PASSAGE TO READ:
□ □ □ □ □

Indoor SfMLearner
PyTorch implementation of our ECCV2020 paper:
P2Net: Patch-match and Plane-regularization for Unsupervised Indoor Depth Estimation
Zehao Yu*, Lei Jin*, Shenghua Gao
(* Equal Contribution)
Getting Started
Installation
pip install -r requirements.txt
Then install pytorch with
conda install pytorch torchvision cudatoolkit=10.2 -c pytorch
Pytorch version >= 0.4.1 would work well.
Download pretrained model
Please download pretrained model from Onedrive and extract:
tar -xzvf ckpts.tar.gz
rm ckpts.tar.gz
Prediction on single image
Run the following command to predict on a single image:
python inference_single_image.py --image_path=/path/to/image
By default, the script saves the predicted depth to the same folder
Evaluation
Download testing data from Onedrive and put to ./data.
cd data
tar -xzvf nyu_test.tar.gz
tar -xzvf scannet_test.tar.gz
tar -xzvf scannet_pose.tar.gz
cd ../
NYUv2 Dpeth
CUDA_VISIBLE_DEVICES=1 python evaluation/nyuv2_eval_depth.py \
--data_path ./data \
--load_weights_folder ckpts/weights_5f \
--post_process
NYUv2 normal
CUDA_VISIBLE_DEVICES=1 python evaluation/nyuv2_eval_norm.py \
--data_path ./data \
--load_weights_folder ckpts/weights_5f \
# --post_process
ScanNet Depth
CUDA_VISIBLE_DEVICES=1 python evaluation/scannet_eval_depth.py \
--data_path ./data/scannet_test \
--load_weights_folder ckpts/weights_5f \
--post_process
ScanNet Pose
CUDA_VISIBLE_DEVICES=1 python evaluation/scannet_eval_pose.py \
--data_path ./data/scannet_pose \
--load_weights_folder ckpts/weights_5f \
--frame_ids 0 1
Training
First download NYU Depth V2 on the official website and unzip the raw data to DATA_PATH.

□ □ □ □ □

PROVIDED MATERIAL:
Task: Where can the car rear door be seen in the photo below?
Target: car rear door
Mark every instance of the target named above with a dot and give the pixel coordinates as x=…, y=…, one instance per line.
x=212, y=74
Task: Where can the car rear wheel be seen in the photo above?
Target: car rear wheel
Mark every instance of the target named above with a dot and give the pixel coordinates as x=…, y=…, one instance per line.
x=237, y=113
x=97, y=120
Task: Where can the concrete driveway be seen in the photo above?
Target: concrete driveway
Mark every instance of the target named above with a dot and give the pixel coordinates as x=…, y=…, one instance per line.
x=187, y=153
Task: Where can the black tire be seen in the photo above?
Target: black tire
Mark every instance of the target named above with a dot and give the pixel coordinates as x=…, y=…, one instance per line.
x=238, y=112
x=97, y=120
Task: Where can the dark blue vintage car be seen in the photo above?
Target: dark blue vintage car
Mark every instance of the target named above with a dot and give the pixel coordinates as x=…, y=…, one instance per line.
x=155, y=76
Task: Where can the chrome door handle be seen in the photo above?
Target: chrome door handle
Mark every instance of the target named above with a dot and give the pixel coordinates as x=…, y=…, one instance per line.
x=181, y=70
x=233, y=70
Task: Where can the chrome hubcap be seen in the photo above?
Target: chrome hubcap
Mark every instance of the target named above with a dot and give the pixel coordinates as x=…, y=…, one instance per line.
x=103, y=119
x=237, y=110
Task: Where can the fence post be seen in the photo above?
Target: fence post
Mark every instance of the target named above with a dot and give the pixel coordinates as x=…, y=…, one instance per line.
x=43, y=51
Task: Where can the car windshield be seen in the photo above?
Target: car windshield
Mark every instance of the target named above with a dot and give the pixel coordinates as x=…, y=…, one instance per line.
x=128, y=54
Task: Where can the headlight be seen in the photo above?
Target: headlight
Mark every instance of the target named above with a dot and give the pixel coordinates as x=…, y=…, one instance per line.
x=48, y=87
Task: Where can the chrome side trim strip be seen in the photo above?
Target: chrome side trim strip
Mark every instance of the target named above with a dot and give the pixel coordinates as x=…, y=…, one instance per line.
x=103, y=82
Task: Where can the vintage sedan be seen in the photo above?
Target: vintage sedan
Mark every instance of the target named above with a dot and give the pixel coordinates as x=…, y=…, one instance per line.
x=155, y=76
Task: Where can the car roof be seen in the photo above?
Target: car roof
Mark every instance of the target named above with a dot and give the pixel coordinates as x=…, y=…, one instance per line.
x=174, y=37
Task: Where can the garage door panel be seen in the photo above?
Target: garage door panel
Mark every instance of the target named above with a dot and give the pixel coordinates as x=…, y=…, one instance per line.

□ □ □ □ □

REQUIRED TASKS:
- a) Transcribe the P2Net README between "Indoor SfMLearner" and "(* Equal Contribution)", inclusive.
- b) Go on with the P2Net README, starting after its last line.

SET OF ANSWERS:
- a)
Indoor SfMLearner
PyTorch implementation of our ECCV2020 paper:
P2Net: Patch-match and Plane-regularization for Unsupervised Indoor Depth Estimation
Zehao Yu*, Lei Jin*, Shenghua Gao
(* Equal Contribution)

- b)
Extract Superpixel
Run the following command to extract superpixel:
python extract_superpixel.py --data_path DATA_PATH --output_dir ./data/segments
3-frames
Run the following command to train our network:
CUDA_VISIBLE_DEVICES=1 python train_geo.py \
--model_name 3frames \
--data_path DATA_PATH \
--val_path ./data \
--segment_path ./data/segments \
--log_dir ./logs \
--lambda_planar_reg 0.05 \
--batch_size 12 \
--scales 0 \
--frame_ids_to_train 0 -1 1
5-frames
Using the pretrained model from 3-frames setting gives better results.
CUDA_VISIBLE_DEVICES=1 python train_geo.py \
--model_name 5frames \
--data_path DATA_PATH \
--val_path ./data \
--segment_path ./data/segments \
--log_dir ./logs \
--lambda_planar_reg 0.05 \
--batch_size 12 \
--scales 0 \
--load_weights_folder FOLDER_OF_3FRAMES_MODEL \
--frame_ids_to_train 0 -2 -1 1 2
Acknowledgements
This project is built upon Monodepth2. We thank authors of Monodepth2 for their great work and repo.
License
TBD
Citation
Please cite our paper for any purpose of usage.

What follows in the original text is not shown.